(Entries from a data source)
——

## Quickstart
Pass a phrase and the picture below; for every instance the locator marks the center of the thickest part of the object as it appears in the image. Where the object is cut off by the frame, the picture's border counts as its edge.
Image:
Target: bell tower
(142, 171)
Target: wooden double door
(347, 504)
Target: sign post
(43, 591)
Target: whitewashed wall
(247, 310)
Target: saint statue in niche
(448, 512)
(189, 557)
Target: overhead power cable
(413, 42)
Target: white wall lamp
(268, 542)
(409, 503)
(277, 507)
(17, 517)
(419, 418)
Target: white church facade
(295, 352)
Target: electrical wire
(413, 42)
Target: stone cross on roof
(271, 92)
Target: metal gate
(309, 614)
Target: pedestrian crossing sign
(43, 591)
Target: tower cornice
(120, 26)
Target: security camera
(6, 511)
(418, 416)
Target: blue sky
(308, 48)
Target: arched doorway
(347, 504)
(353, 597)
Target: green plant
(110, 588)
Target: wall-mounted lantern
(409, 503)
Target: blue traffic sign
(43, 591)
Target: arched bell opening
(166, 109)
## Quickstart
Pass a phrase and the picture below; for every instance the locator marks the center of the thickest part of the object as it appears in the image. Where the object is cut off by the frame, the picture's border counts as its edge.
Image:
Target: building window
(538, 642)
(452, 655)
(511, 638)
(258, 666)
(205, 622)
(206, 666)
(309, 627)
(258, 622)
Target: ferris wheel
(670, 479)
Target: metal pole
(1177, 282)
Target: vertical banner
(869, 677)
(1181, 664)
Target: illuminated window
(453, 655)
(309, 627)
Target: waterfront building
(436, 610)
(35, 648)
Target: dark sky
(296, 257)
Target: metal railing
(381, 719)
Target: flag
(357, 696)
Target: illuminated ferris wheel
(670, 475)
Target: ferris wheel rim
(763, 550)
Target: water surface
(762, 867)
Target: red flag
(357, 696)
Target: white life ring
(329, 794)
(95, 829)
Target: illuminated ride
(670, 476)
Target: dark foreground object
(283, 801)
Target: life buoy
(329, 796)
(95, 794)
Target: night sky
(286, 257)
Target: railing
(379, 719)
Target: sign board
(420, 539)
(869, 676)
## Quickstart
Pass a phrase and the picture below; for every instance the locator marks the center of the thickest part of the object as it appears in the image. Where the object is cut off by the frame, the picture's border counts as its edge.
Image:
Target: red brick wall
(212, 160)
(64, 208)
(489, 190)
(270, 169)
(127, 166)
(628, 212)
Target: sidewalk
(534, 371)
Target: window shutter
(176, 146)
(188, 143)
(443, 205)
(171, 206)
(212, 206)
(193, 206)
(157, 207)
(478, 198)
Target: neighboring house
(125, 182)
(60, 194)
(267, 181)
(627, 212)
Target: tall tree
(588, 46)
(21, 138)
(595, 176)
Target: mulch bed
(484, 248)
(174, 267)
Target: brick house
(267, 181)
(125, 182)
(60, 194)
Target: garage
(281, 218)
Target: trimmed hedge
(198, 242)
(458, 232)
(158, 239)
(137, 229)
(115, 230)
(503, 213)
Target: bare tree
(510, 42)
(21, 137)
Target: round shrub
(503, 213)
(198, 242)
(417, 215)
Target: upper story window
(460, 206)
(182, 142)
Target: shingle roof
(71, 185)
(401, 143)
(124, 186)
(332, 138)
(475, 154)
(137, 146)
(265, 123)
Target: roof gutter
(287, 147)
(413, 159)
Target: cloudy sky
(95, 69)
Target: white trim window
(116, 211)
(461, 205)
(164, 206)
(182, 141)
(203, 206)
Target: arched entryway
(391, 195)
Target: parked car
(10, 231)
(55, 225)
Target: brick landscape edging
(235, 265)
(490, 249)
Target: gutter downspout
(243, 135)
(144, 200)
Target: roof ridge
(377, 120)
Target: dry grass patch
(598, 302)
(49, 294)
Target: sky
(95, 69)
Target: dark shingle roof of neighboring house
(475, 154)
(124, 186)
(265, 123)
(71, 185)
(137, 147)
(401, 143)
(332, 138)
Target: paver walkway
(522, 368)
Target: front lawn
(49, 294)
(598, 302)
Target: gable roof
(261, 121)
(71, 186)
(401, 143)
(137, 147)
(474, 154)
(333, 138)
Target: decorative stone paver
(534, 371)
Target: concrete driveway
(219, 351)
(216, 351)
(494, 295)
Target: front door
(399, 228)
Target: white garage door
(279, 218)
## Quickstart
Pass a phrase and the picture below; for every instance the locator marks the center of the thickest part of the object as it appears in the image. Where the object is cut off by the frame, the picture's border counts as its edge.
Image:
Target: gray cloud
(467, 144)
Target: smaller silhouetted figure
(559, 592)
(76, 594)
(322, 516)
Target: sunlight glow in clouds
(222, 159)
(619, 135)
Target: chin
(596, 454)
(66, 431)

——

** Stated task **
Rewrite the records from the line containing "Target: roof gutter" through the end of the records, changing "locator" to "detector" and leaving everything else unchanged.

** Exercise answer **
Target: roof gutter
(287, 147)
(413, 159)
Target: cloudy sky
(95, 69)
Target: white trim window
(116, 211)
(461, 205)
(164, 206)
(182, 141)
(203, 206)
Target: arched entryway
(391, 195)
Target: parked car
(10, 231)
(55, 225)
Target: brick landscape edging
(235, 265)
(490, 249)
Target: gutter downspout
(243, 135)
(144, 200)
Target: roof ridge
(377, 120)
Target: dry grass patch
(598, 302)
(49, 294)
Target: sky
(95, 69)
Target: dark shingle roof of neighboring house
(475, 154)
(124, 186)
(265, 123)
(71, 185)
(137, 147)
(401, 143)
(332, 138)
Target: paver walkway
(522, 368)
Target: front lawn
(49, 294)
(598, 302)
Target: gable roof
(261, 121)
(71, 186)
(401, 143)
(137, 147)
(474, 154)
(333, 138)
Target: decorative stone paver
(534, 371)
Target: concrete driveway
(219, 351)
(216, 351)
(494, 295)
Target: front door
(399, 228)
Target: white garage door
(279, 218)
## Quickstart
Pass a phrase and the picture below; for every instance the detector marks the center of the thickest part of the object as it appears in the image. Where the object is cut off by the frame, the picture's border counts as its edge.
Image:
Target: gray cloud
(467, 144)
Target: smaller silhouetted figure
(559, 592)
(76, 594)
(322, 516)
Target: sunlight glow in clouds
(222, 159)
(619, 135)
Target: chin
(596, 454)
(66, 431)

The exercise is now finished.